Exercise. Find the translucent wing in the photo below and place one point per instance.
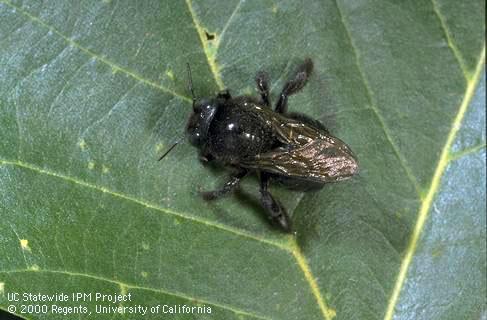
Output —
(310, 154)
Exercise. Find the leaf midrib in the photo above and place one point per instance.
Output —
(425, 202)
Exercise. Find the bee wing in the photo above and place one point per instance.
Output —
(312, 154)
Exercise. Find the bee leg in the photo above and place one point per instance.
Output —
(262, 81)
(228, 187)
(293, 86)
(276, 213)
(225, 94)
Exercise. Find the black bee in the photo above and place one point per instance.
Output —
(244, 133)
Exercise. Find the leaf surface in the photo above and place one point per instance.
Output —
(92, 92)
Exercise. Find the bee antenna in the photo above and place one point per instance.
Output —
(169, 150)
(190, 84)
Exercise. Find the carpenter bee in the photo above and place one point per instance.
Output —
(245, 134)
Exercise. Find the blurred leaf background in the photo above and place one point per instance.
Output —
(92, 92)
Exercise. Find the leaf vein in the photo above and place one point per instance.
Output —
(209, 57)
(449, 40)
(95, 55)
(147, 204)
(435, 185)
(374, 108)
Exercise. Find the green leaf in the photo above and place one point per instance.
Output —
(92, 92)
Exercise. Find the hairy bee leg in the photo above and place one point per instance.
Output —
(228, 187)
(262, 81)
(225, 94)
(293, 86)
(276, 213)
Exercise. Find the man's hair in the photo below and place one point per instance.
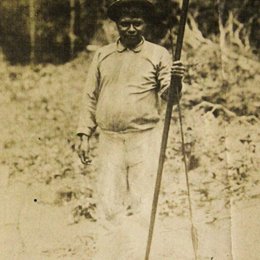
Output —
(133, 12)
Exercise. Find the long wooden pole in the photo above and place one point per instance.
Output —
(173, 91)
(32, 29)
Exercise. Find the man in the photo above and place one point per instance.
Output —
(125, 83)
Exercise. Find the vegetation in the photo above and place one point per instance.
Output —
(220, 103)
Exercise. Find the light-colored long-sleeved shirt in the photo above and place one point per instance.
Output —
(123, 88)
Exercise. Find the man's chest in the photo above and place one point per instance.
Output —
(129, 68)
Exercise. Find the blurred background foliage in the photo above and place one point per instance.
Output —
(40, 104)
(65, 27)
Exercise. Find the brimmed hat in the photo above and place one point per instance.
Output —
(114, 11)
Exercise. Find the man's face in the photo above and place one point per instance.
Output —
(131, 30)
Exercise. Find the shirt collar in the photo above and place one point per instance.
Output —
(122, 48)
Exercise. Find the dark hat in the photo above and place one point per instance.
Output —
(114, 11)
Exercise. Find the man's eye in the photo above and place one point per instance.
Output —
(137, 24)
(125, 24)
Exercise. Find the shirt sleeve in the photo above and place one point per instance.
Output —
(164, 72)
(87, 120)
(164, 75)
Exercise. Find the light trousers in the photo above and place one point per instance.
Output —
(126, 179)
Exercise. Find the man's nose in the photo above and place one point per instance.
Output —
(131, 29)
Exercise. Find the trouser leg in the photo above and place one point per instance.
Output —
(111, 195)
(142, 160)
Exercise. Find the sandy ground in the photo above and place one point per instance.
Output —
(32, 227)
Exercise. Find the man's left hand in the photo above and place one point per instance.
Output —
(178, 69)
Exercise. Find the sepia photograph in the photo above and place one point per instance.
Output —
(129, 130)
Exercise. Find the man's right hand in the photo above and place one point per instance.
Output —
(82, 148)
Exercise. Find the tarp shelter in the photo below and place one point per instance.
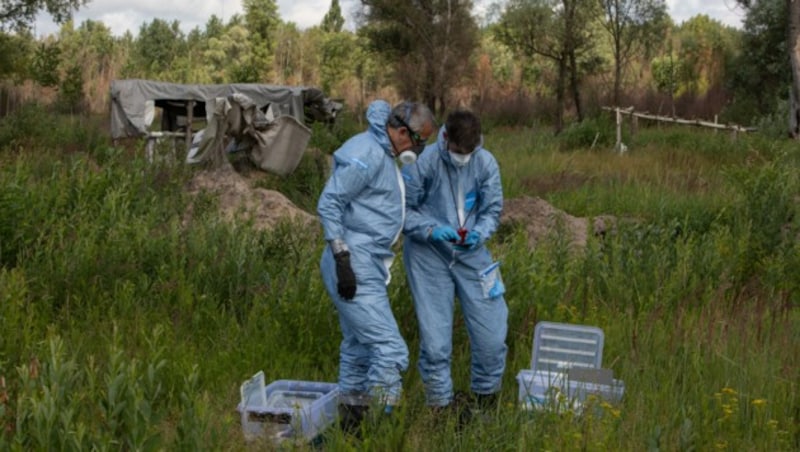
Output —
(285, 109)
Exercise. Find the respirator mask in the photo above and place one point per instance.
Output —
(410, 155)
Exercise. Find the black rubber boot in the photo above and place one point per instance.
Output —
(486, 402)
(460, 408)
(351, 417)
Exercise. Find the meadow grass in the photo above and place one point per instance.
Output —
(127, 327)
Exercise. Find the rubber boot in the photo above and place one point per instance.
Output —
(351, 417)
(459, 408)
(486, 402)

——————

▸ TO DO: Look over the listing. Pull out every line with the string "hand" in it.

▸ ANSWER SPACE:
Exercise. Find the man's left hand in the photo above and place one point per instance.
Exercise. Find the man's right hand in the photo above and place one point per instance.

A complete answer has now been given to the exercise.